EXERCISE A: Identify each line in the rows below that contains the string "point", treating uppercase and lowercase as distinct, and copy those lines.

GIVEN PASSAGE:
+===+
An attachment plate 11 for attaching the side unit 22 of the liquid applying assembly 20 is provided at the rear part of the traveling assembly 1. The attachment plate 11 is a hook like metal fitting. By engaging an attachment metal fitting 28, which is provided with the side unit 22, with the attachment plate 11, the side unit 22 is attached to the rear part of the traveling assembly 1.
As shown in FIG. 1, the attachment plate 11 is attached to a slide rail 14 and connected with a slide driving motor 15 for driving a slide through a timing belt and a pulley. The attachment plate 11 slides to move from side to side along the slide rail 14 by the driving motor 15.
As shown in FIG. 1, the traveling assembly 1 has an ultrasonic range finding sensor 3, a gyro sensor 7, a bumper sensor 10 and a control part 8. A power supply (not shown), which supplies electric power to the traveling assembly 1 and the liquid applying assembly 20, is also detachably provided with the traveling assembly 1.
Control Part:
As shown in FIG. 5(a), the control part 8 comprises a discriminating means 38, a work signal output means 39, a sensor signal (reading) input means 40, a wheel controlling means 41, a slide control means 42, an ultrasonic sensor control means 43, a gyro sensor control means 44, a bumper sensor control means 45, CPU 46, RAM 47 and ROM 48.
The means 38 to 45 and the CPU 46 are connected with each other through an interface (not shown).
+===+
EXERCISE B: According to the passage on the traveling assembly above, what moves the attachment plate 11 from side to side, and through which components does that movement occur?
+===+
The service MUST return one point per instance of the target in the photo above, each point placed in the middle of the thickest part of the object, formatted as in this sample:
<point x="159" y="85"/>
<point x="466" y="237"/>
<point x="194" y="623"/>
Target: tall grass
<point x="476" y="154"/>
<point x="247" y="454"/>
+===+
OUTPUT A:
The service MUST return one point per instance of the target in the photo above, each point placed in the middle of the thickest part of the object, formatted as in this sample:
<point x="159" y="85"/>
<point x="466" y="237"/>
<point x="194" y="623"/>
<point x="476" y="154"/>
<point x="247" y="454"/>

OUTPUT B: The slide driving motor 15 moves the attachment plate 11 from side to side. The motor is connected to the plate through a timing belt and a pulley, and the plate slides along the slide rail 14 to which it is attached.